= WHAT THE TASK ASKS =
Rewrite the lines from the one holding "Find the short" through the end of the material, both included, as a numbered list, leaving out blank lines.

(Excerpts of annotation records)
◆ ◆ ◆ ◆ ◆

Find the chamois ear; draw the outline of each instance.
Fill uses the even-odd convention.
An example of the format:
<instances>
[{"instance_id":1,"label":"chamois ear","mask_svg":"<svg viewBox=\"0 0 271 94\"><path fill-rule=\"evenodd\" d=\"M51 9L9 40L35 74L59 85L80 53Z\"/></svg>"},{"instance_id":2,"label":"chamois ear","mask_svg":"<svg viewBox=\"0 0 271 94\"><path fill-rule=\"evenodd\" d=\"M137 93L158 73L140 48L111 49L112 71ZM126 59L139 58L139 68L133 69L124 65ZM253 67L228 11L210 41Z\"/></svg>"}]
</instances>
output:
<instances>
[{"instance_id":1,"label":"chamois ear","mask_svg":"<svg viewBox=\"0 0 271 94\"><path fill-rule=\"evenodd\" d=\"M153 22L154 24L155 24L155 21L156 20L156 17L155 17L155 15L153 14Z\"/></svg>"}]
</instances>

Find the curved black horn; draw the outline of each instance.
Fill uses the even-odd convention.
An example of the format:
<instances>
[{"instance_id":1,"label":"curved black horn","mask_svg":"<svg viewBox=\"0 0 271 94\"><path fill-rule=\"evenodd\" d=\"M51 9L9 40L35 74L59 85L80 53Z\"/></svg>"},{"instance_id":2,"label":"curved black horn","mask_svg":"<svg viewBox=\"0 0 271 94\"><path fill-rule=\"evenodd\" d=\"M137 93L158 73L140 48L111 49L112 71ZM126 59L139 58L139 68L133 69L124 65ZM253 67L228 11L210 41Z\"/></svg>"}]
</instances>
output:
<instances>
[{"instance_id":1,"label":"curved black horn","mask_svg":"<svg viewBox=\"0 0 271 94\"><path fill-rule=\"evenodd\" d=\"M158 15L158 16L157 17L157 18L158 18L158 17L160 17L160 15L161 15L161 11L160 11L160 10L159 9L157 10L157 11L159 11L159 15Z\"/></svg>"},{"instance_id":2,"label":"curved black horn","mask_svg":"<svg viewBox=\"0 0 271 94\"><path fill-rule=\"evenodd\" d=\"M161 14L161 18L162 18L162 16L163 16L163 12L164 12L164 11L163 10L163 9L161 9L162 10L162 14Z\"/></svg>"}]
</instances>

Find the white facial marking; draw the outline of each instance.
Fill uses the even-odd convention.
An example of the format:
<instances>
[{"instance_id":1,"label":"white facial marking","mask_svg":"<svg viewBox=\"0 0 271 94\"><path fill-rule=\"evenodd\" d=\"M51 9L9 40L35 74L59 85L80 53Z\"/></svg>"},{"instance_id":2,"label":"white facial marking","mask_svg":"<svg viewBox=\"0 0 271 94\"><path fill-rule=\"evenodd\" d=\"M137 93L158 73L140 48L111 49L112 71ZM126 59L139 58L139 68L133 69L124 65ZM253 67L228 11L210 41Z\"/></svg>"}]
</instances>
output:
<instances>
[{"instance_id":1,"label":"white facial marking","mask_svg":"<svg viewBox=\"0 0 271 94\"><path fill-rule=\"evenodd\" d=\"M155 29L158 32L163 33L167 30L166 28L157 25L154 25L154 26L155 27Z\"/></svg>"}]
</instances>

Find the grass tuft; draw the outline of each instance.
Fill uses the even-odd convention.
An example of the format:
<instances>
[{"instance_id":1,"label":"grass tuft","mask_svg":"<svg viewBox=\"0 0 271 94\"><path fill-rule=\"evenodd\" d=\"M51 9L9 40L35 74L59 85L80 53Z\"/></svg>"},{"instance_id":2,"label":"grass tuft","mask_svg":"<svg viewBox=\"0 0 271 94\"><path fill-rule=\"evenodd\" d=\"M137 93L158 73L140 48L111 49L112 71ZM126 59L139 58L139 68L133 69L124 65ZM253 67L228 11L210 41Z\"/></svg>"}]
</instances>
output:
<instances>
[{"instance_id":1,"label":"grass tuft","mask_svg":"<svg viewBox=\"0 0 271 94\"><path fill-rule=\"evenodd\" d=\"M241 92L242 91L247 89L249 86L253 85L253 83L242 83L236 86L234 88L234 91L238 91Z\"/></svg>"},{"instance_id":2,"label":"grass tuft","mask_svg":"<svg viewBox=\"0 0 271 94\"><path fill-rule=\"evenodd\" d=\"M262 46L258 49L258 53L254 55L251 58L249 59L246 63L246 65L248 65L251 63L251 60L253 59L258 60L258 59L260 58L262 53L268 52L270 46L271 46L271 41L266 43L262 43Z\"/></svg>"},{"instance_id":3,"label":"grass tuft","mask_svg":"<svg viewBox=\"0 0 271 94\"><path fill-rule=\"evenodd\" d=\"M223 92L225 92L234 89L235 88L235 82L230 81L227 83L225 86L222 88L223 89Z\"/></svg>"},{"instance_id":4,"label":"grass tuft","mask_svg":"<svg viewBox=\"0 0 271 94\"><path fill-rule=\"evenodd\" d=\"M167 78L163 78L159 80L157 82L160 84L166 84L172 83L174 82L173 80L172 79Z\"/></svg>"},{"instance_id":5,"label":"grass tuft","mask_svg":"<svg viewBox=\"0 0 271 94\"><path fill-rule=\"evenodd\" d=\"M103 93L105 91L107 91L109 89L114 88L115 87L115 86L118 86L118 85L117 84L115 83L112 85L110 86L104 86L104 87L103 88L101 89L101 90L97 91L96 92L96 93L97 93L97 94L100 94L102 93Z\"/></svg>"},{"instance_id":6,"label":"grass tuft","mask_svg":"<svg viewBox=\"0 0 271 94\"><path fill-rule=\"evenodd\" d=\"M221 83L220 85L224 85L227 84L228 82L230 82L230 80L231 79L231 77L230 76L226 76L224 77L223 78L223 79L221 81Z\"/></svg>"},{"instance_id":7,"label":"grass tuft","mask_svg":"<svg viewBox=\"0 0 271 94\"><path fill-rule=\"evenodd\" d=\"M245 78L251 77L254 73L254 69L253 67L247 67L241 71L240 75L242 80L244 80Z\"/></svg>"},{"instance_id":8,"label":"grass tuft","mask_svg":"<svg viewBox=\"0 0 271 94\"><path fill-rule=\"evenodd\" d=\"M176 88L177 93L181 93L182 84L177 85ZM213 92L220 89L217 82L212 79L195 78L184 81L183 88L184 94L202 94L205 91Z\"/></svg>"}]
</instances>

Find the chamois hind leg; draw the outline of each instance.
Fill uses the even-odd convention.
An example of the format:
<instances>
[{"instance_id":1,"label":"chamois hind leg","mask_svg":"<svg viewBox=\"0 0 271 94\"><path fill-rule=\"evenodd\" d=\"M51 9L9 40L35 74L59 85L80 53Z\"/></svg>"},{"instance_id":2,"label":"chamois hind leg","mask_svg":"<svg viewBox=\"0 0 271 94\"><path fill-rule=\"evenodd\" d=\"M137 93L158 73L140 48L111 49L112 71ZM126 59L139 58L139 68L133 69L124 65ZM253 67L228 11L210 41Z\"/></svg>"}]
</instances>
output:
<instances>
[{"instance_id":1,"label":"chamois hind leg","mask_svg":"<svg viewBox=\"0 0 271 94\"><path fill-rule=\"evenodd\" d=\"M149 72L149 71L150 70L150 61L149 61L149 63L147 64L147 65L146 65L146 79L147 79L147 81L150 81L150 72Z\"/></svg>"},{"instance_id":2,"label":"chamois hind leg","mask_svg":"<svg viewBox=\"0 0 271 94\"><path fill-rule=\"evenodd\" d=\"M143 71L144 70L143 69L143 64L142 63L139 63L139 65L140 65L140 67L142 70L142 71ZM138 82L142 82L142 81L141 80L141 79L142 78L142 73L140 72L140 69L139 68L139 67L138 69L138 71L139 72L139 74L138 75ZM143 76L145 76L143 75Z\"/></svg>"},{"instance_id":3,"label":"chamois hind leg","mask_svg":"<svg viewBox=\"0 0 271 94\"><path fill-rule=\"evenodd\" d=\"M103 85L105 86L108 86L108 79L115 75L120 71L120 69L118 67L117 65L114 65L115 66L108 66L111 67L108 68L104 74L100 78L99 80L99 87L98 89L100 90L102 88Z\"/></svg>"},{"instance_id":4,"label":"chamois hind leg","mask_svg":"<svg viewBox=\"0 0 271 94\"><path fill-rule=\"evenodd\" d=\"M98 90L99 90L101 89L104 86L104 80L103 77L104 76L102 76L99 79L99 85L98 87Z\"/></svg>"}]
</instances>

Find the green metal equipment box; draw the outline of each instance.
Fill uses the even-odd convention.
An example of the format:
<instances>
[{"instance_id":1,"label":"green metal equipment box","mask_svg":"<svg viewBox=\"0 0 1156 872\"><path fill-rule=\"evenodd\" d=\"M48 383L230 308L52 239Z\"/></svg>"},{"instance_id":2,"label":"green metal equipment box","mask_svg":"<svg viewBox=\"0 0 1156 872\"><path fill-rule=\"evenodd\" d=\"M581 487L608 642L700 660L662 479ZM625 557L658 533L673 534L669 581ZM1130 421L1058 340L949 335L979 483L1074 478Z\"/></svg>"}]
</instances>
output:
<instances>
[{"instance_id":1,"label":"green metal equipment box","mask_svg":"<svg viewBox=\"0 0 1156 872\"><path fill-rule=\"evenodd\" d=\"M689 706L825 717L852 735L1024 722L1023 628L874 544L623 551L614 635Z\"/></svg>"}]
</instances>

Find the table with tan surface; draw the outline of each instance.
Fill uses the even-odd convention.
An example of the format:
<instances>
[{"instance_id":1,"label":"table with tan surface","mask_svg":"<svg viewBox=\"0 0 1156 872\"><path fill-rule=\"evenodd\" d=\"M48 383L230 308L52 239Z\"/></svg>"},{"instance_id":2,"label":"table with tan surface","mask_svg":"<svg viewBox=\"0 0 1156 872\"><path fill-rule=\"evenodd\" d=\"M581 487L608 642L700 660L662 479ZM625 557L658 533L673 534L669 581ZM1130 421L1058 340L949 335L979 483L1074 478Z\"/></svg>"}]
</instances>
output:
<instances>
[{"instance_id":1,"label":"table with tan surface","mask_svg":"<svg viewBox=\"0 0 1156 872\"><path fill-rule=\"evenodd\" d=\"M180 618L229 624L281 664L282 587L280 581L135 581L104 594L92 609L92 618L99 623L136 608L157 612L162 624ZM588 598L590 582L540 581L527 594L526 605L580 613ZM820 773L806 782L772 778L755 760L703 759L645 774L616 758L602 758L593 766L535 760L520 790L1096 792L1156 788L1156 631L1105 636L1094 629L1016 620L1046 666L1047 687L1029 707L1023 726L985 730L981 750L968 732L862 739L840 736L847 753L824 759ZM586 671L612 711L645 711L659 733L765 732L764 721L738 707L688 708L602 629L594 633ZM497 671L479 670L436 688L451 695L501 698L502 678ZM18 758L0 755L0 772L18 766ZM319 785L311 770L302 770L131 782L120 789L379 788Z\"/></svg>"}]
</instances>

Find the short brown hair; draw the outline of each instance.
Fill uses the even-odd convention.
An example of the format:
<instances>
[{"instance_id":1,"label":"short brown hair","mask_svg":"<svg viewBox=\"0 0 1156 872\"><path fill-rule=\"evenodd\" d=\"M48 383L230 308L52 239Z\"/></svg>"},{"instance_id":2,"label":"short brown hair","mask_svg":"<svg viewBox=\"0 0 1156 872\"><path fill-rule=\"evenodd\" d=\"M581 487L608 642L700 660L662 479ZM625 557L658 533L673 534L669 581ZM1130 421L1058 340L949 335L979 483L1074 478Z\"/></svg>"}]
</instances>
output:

◆ ◆ ◆ ◆ ◆

= WRITTEN ANSWER =
1. Find the short brown hair; draw the outline of each instance.
2. Fill uses the even-odd convention.
3. An example of the format:
4. <instances>
5. [{"instance_id":1,"label":"short brown hair","mask_svg":"<svg viewBox=\"0 0 1156 872\"><path fill-rule=\"evenodd\" d=\"M48 383L230 308L52 239Z\"/></svg>"},{"instance_id":2,"label":"short brown hair","mask_svg":"<svg viewBox=\"0 0 1156 872\"><path fill-rule=\"evenodd\" d=\"M581 487L608 642L700 660L662 479ZM625 557L658 533L673 534L669 581ZM1130 421L1058 340L949 335L979 483L1074 478Z\"/></svg>"}]
6. </instances>
7. output:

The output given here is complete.